Goal:
Rescale the records below by reproducing every line, requests included, with each pixel coordinate in the answers multiplied by 2.05 and rounded to the nearest whole number, halves rounding up, while the requests stay unchanged. Apply this to all the records and omit the pictures from your output.

>> Begin Data to use

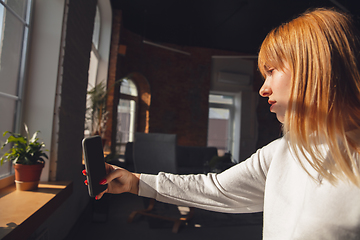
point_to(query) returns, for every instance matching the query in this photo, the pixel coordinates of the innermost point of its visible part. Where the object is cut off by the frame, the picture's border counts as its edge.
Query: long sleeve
(239, 189)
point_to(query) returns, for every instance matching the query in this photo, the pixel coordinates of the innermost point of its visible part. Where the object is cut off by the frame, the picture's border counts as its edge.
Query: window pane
(10, 51)
(128, 87)
(221, 99)
(218, 129)
(125, 124)
(18, 6)
(7, 106)
(96, 32)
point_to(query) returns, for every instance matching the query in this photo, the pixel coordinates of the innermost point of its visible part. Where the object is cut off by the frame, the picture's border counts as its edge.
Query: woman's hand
(119, 180)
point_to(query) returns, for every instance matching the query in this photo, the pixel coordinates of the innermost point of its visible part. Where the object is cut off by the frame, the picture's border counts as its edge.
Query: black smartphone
(94, 164)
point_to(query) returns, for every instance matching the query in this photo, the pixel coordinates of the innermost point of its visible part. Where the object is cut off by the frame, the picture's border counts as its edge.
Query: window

>> End Data to use

Task solution:
point_to(query) returns, for every instance matching the query in this photo, the pixel coordinates of the innermost point of its visible part. Where the object is cut off by the frame, the picture's border counts as its edge.
Query: long sleeve
(490, 387)
point_to(query) returns, for every instance matching the query in this photo, the pixel coordinates of the innermost point of its visible part. Where the object is cut off by the frame, the picture's border counts as its edge.
Query: window pane
(21, 105)
(262, 178)
(453, 203)
(447, 264)
(256, 254)
(37, 12)
(14, 217)
(197, 66)
point_to(query) returns, for every instance matching the query in this photo, the pixel coordinates of the innermost point of its visible part. Where the object is cut off by the frame, the picture's border counts as its edge.
Query: woman's hand
(244, 369)
point_to(query) returns, for every instance matching the query in this photo, the pixel coordinates of the innermost point of its visible part. Where the object is cut off by the frame, the picture's border counts as its edge.
Query: black smartphone
(193, 336)
point_to(query) returns, for every instance matching the query in this photo, the pixel coordinates of the innermost point of its visible part. Where the object is cut off by the frame, the picture's border counts as its edge.
Query: window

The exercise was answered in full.